__Goal of the exercise__. Transcribe the data underneath exactly, keeping every word in place.

__Data to examine__.
=====
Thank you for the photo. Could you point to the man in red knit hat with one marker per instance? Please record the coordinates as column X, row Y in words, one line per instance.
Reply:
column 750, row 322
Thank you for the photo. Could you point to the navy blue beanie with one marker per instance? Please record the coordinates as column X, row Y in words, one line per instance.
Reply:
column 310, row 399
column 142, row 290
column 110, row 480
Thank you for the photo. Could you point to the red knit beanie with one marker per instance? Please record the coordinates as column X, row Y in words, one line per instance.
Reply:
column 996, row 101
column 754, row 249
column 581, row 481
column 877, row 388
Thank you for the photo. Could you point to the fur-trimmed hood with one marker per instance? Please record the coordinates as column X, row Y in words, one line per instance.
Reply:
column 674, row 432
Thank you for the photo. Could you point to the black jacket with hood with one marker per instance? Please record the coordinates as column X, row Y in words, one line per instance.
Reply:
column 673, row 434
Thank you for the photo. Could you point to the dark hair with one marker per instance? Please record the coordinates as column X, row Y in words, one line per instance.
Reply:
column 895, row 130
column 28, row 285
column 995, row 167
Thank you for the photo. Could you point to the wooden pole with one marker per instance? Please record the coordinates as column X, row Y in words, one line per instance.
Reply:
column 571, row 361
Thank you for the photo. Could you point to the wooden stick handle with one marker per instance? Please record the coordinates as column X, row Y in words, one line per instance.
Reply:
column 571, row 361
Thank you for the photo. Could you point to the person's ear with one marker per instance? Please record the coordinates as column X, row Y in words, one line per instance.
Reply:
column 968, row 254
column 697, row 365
=====
__Your response__.
Thank you for the photo. Could you point to the man in red knit hat with one marker per instance? Please record the coordinates as column X, row Y in words, one line per instance.
Reply:
column 750, row 322
Thank you for the photo. Could you point to the navy blue beanie with one marker per instance? Please record the coordinates as column X, row Y in words, one line per instance.
Reply:
column 310, row 399
column 142, row 290
column 110, row 480
Thank you for the photo. Could you point to the red knit beanie with one marker per instance? Please record the coordinates as column X, row Y in words, one line per instance.
Reply:
column 996, row 101
column 754, row 249
column 581, row 481
column 877, row 388
Thank you for the photo. Could you point to the fur-trimmed hood with one marker per instance? Please record the coordinates as column X, row Y in words, one line per instance.
Reply:
column 674, row 432
Thank you for the photo. Could you point to the black jacket with hood with one marker per instance? Please record the coordinates as column X, row Y in words, one line per instance.
Reply:
column 673, row 434
Thank you for the photo. Could you point to the dark hair with one marker per instance? Please record the coordinates as column X, row Y in words, one line per instance.
Reply:
column 895, row 130
column 28, row 285
column 995, row 167
Thank you for the photo. Could you point to the wooden pole with one marker per instance? Please record the coordinates as column X, row Y in words, one line per instance.
Reply:
column 571, row 361
Thank you for the photo. Could you point to the wooden stick handle with one marker per instance? Please record the coordinates as column X, row Y in words, one line per instance.
Reply:
column 571, row 361
Thank you for the photo. Could you point to the person's ear with one marker per instance? Please record the coordinates as column X, row Y in words, one line per instance.
Reply:
column 968, row 254
column 697, row 365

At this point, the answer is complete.